=== Aim of the exercise ===
Count the lines in the records below that contain the string "positive", and give only the number.

═════ Material provided ═════

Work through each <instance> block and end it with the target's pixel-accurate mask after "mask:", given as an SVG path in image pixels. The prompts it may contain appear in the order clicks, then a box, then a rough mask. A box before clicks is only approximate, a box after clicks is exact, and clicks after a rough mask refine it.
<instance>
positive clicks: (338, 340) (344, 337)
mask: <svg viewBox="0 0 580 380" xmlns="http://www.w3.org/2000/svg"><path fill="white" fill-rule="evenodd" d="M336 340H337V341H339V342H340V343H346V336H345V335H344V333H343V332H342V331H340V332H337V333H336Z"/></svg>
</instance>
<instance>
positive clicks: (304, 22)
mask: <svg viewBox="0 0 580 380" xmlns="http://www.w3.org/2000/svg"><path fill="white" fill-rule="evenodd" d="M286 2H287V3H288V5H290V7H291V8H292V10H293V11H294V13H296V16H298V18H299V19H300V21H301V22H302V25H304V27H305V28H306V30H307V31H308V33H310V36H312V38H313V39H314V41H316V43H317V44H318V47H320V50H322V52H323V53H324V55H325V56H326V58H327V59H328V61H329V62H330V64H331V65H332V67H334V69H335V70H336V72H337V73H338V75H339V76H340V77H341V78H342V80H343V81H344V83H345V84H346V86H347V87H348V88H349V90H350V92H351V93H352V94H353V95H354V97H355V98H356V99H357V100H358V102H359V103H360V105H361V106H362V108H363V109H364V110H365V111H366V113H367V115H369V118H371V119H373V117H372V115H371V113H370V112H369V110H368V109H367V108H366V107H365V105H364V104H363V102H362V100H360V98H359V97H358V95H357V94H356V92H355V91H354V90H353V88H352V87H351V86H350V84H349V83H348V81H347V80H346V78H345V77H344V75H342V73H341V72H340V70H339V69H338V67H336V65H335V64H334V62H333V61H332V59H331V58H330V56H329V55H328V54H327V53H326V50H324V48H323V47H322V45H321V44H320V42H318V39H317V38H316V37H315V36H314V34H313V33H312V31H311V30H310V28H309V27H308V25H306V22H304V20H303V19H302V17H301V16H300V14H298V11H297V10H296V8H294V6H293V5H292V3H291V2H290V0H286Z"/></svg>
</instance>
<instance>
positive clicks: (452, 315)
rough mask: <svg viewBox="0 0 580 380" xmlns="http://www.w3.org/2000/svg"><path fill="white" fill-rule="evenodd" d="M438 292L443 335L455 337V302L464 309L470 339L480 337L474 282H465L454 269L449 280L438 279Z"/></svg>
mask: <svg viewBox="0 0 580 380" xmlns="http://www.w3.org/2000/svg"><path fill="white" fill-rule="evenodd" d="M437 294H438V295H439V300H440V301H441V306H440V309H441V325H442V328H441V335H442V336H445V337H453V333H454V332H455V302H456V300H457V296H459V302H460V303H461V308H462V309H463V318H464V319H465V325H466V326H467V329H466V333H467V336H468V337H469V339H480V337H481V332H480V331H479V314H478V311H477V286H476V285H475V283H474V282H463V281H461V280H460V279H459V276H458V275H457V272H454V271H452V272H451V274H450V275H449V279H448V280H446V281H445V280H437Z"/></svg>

═════

=== Exercise answer ===
3